- WHAT YOU SHOULD DO
Reproduce the listing verbatim, from its first line down to and including the line that contains "(0, 0), (300, 176)".

━━━━━━━━━━

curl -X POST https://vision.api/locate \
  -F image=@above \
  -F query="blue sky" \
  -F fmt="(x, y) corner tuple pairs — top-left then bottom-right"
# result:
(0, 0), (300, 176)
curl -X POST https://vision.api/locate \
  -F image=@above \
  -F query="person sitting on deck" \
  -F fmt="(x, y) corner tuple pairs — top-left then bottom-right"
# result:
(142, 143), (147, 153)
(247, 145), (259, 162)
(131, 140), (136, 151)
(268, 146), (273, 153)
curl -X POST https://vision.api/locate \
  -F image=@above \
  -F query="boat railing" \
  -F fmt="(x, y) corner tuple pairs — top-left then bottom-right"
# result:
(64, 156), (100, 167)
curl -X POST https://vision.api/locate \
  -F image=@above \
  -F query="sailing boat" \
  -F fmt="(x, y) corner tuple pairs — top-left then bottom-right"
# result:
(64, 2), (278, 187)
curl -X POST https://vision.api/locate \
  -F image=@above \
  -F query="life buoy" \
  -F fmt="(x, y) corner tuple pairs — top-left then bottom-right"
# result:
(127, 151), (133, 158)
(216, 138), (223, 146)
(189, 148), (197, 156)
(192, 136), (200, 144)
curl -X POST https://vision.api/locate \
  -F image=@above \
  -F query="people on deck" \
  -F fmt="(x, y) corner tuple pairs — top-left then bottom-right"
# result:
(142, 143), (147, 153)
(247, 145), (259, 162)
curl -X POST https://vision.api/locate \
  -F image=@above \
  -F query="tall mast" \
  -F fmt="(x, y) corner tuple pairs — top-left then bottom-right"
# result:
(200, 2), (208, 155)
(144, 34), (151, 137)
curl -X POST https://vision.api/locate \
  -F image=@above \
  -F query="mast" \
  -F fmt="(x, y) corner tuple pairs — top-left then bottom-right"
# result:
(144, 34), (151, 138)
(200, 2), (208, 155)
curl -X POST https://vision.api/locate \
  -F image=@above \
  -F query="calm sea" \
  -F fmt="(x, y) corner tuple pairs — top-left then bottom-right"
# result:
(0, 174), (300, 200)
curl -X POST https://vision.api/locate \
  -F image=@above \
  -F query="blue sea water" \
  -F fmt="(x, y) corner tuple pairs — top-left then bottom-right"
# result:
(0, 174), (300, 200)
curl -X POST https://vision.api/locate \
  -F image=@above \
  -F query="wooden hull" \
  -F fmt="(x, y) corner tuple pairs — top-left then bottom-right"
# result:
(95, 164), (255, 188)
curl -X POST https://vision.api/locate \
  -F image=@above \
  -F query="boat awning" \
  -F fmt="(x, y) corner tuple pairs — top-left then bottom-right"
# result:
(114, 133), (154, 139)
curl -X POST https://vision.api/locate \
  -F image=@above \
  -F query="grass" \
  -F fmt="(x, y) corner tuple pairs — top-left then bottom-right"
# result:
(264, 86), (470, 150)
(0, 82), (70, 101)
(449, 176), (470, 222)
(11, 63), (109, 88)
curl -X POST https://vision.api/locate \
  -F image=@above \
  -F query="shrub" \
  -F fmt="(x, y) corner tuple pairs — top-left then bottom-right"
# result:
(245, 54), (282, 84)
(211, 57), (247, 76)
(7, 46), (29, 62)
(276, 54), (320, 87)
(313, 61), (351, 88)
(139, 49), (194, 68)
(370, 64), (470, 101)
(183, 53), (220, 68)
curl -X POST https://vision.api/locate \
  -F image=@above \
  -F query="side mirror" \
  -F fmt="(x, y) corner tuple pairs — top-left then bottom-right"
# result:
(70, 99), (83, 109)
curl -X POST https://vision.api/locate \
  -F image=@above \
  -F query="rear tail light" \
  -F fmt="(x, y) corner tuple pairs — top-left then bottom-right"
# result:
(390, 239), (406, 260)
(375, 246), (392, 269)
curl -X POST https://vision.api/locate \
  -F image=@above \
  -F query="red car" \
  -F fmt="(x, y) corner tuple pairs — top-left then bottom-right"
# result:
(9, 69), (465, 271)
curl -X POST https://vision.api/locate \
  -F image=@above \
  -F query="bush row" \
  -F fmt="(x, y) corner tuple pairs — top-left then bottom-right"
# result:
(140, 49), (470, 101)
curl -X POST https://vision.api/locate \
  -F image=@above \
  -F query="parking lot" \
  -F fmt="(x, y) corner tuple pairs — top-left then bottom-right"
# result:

━━━━━━━━━━

- THE COMPLETED TASK
curl -X POST https://vision.api/locate \
  -F image=@above \
  -F query="blue sky" \
  -F fmt="(x, y) corner tuple pairs — top-left then bottom-right"
# result:
(0, 0), (300, 176)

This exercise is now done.